**Written problem**. Starting at the beginning of the entries and stopping after the line that contains "[[[24,111],[24,104],[19,104],[16,109],[17,113],[21,113]]]", reproduce those lines with "rooftop hvac unit" replaced by "rooftop cooling unit" and every other character kept as it is. Omit the pictures from your answer.

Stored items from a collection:
════════
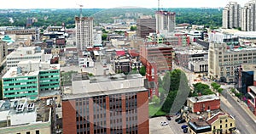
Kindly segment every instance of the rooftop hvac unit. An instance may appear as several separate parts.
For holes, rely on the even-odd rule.
[[[27,105],[27,111],[29,111],[29,112],[33,111],[34,108],[35,108],[35,104],[34,103],[29,103]]]
[[[24,111],[24,104],[19,104],[16,109],[17,113],[21,113]]]

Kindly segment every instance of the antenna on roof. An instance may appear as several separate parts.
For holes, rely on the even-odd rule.
[[[79,6],[80,7],[80,8],[79,8],[79,9],[80,9],[80,18],[82,18],[82,16],[83,16],[83,15],[82,15],[82,8],[83,8],[84,5],[82,5],[82,4],[78,4],[78,3],[77,3],[77,5],[79,5]]]
[[[158,0],[158,7],[157,7],[157,10],[160,11],[160,0]]]

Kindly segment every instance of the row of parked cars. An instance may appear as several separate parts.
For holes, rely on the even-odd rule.
[[[172,117],[173,117],[173,115],[166,115],[166,117],[167,120],[172,120]],[[185,119],[183,119],[181,116],[175,119],[175,121],[178,124],[182,124],[182,123],[186,122]],[[166,121],[162,121],[160,123],[160,125],[161,126],[167,126],[167,125],[169,125],[169,123],[166,122]],[[183,125],[181,126],[181,129],[183,129],[183,133],[188,133],[188,126],[187,125]]]
[[[182,123],[186,122],[186,120],[183,119],[183,118],[182,118],[182,117],[180,116],[180,117],[177,118],[177,119],[175,120],[175,121],[176,121],[177,123],[178,123],[178,124],[182,124]],[[188,132],[188,126],[187,126],[187,125],[182,126],[181,126],[181,129],[183,129],[183,133],[187,133],[187,132]]]

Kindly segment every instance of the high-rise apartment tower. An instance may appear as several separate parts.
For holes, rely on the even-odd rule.
[[[85,50],[93,43],[93,18],[76,17],[76,44],[78,50]]]

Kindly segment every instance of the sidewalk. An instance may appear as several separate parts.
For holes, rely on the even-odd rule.
[[[231,97],[232,97],[231,98],[235,100],[242,108],[242,109],[251,117],[251,119],[254,120],[254,122],[256,123],[256,116],[253,114],[252,111],[250,111],[247,105],[244,102],[240,100],[237,97],[232,95]],[[237,100],[239,100],[239,102],[237,102]]]

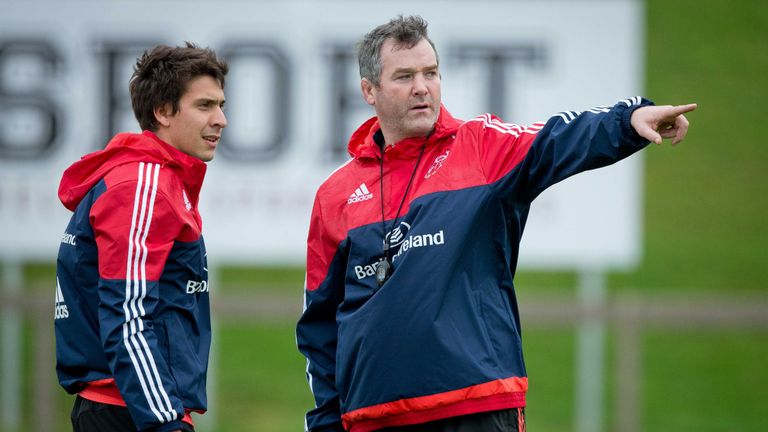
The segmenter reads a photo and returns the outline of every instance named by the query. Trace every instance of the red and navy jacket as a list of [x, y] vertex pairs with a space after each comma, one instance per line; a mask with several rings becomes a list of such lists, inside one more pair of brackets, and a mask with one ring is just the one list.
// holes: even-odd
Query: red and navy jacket
[[[630, 117], [650, 103], [635, 97], [530, 126], [489, 114], [464, 122], [441, 107], [428, 138], [386, 148], [383, 179], [378, 120], [364, 123], [311, 216], [297, 325], [316, 402], [307, 430], [366, 432], [525, 406], [513, 278], [530, 204], [646, 146]], [[393, 272], [380, 287], [385, 233]]]
[[138, 430], [206, 410], [206, 165], [152, 132], [118, 134], [64, 172], [72, 218], [56, 269], [56, 371], [69, 393], [125, 405]]

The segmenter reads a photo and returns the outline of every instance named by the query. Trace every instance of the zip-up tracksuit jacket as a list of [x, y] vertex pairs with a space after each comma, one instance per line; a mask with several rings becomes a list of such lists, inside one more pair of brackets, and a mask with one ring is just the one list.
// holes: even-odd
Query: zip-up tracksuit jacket
[[[513, 278], [530, 204], [645, 147], [630, 117], [650, 103], [530, 126], [489, 114], [460, 121], [441, 107], [428, 138], [386, 148], [383, 179], [378, 120], [364, 123], [311, 216], [297, 326], [316, 402], [307, 429], [366, 432], [525, 406]], [[379, 287], [385, 233], [393, 273]]]
[[59, 187], [74, 212], [56, 269], [59, 382], [127, 406], [141, 431], [180, 429], [185, 413], [206, 410], [205, 171], [152, 132], [124, 133]]

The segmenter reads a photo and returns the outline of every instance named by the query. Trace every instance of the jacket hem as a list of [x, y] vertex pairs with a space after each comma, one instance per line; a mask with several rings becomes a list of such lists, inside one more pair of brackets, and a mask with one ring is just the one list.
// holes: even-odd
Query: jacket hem
[[347, 427], [350, 432], [370, 432], [386, 427], [407, 426], [462, 415], [524, 407], [525, 393], [515, 392], [489, 396], [482, 399], [465, 400], [447, 406], [423, 411], [405, 412], [384, 418], [358, 420], [351, 425], [347, 425]]

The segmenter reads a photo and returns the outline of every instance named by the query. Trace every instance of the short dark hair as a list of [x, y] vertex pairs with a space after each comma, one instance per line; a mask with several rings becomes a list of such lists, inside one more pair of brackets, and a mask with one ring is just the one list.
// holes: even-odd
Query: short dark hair
[[437, 63], [440, 64], [435, 44], [427, 36], [427, 22], [418, 15], [398, 15], [397, 18], [371, 30], [357, 44], [360, 78], [366, 78], [375, 86], [381, 83], [381, 46], [390, 38], [394, 39], [397, 48], [408, 49], [426, 39], [435, 51]]
[[170, 104], [171, 114], [175, 114], [189, 81], [208, 75], [223, 89], [228, 71], [227, 63], [218, 59], [212, 49], [191, 42], [179, 47], [158, 45], [144, 51], [136, 61], [129, 84], [133, 114], [139, 126], [156, 131], [159, 123], [155, 108]]

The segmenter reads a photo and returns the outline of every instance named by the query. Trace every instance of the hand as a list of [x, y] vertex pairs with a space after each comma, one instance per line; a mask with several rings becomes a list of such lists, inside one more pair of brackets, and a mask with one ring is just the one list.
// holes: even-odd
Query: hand
[[695, 110], [696, 104], [644, 106], [632, 113], [630, 123], [641, 137], [661, 144], [662, 138], [672, 138], [676, 145], [688, 133], [688, 119], [683, 114]]

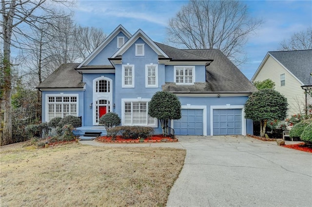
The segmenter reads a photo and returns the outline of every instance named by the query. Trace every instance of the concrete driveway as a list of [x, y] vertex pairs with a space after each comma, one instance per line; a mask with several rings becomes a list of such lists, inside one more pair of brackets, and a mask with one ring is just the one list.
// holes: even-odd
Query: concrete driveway
[[178, 139], [176, 143], [118, 145], [186, 149], [168, 207], [312, 206], [312, 154], [244, 136]]
[[312, 154], [243, 136], [179, 137], [168, 207], [312, 207]]

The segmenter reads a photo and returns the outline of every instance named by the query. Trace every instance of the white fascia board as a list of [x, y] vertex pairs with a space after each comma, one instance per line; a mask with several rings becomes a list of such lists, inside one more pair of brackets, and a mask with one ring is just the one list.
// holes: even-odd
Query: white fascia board
[[115, 73], [115, 69], [77, 69], [79, 72], [81, 72], [83, 74], [86, 73]]
[[[169, 91], [170, 92], [170, 91]], [[218, 95], [219, 95], [219, 97], [240, 97], [240, 96], [246, 96], [249, 97], [252, 94], [252, 93], [174, 93], [177, 97], [218, 97]]]
[[90, 63], [101, 51], [105, 47], [108, 43], [109, 43], [112, 40], [115, 38], [115, 37], [118, 34], [122, 32], [122, 33], [126, 35], [128, 38], [130, 38], [131, 36], [131, 34], [125, 29], [121, 24], [119, 25], [115, 30], [110, 34], [104, 40], [101, 44], [98, 47], [90, 54], [87, 57], [87, 58], [77, 67], [79, 68], [80, 67], [86, 65]]
[[66, 87], [60, 87], [58, 88], [39, 88], [41, 91], [72, 91], [72, 90], [81, 90], [83, 91], [85, 90], [85, 87], [83, 88], [66, 88]]
[[141, 37], [157, 54], [169, 58], [167, 54], [162, 51], [141, 29], [138, 30], [115, 54], [112, 58], [122, 55], [136, 41]]
[[170, 61], [158, 61], [160, 63], [164, 63], [166, 65], [176, 66], [176, 65], [184, 65], [184, 66], [205, 66], [207, 63], [205, 60], [193, 60], [187, 61], [179, 61], [178, 60], [170, 60]]

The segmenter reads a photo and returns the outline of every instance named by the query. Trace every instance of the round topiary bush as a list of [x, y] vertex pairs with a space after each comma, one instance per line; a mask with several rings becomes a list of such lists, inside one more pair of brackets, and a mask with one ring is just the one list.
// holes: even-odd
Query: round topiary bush
[[65, 125], [71, 124], [74, 128], [81, 126], [81, 121], [80, 118], [74, 116], [69, 115], [64, 117], [59, 122], [58, 126], [62, 128]]
[[62, 119], [62, 118], [61, 117], [54, 117], [50, 120], [50, 121], [48, 123], [48, 125], [51, 128], [57, 128], [58, 126], [58, 124]]
[[304, 128], [300, 136], [300, 139], [303, 141], [312, 143], [312, 123]]
[[110, 129], [120, 124], [121, 120], [118, 116], [118, 114], [114, 112], [108, 112], [102, 116], [98, 120], [100, 124], [103, 124], [107, 132], [107, 137], [110, 137]]
[[312, 119], [308, 119], [302, 121], [299, 123], [297, 123], [293, 125], [289, 132], [290, 138], [300, 138], [301, 134], [303, 132], [304, 128], [307, 126], [312, 123]]

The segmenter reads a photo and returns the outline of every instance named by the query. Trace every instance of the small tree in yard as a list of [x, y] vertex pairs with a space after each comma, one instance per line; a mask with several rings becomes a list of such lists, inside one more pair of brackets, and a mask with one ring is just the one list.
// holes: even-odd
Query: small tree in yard
[[148, 104], [148, 114], [160, 121], [162, 134], [167, 136], [168, 123], [181, 119], [181, 103], [176, 96], [166, 91], [156, 92]]
[[287, 99], [279, 92], [265, 88], [253, 93], [245, 104], [245, 118], [260, 121], [260, 135], [264, 137], [269, 120], [286, 117]]
[[111, 137], [110, 129], [114, 126], [119, 125], [121, 122], [118, 115], [114, 112], [108, 112], [102, 116], [98, 120], [100, 124], [103, 124], [107, 132], [107, 137]]

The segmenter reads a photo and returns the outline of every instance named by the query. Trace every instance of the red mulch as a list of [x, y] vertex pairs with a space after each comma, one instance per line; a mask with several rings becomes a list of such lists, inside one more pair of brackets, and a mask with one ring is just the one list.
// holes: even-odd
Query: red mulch
[[283, 145], [283, 147], [312, 153], [312, 147], [311, 147], [311, 145], [308, 146], [304, 143], [300, 143], [296, 144], [288, 144], [287, 145]]
[[[148, 137], [145, 138], [144, 140], [161, 140], [162, 139], [172, 139], [170, 137], [164, 137], [162, 135], [153, 135], [152, 137]], [[99, 137], [97, 138], [98, 140], [100, 141], [110, 141], [112, 140], [111, 137], [107, 137], [106, 136], [102, 136]], [[115, 141], [130, 141], [136, 140], [139, 140], [139, 139], [124, 139], [122, 138], [121, 136], [116, 136], [116, 138], [115, 138]]]

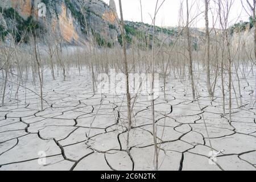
════════
**Full answer**.
Kindly segment every instance of the rooftop cooling unit. An instance may appear as several separate parts.
For holes, rely on the even-odd rule.
[[[27,105],[27,111],[29,111],[29,112],[33,111],[34,108],[35,108],[35,104],[34,103],[29,103]]]
[[[24,111],[24,104],[19,104],[16,109],[17,113],[21,113]]]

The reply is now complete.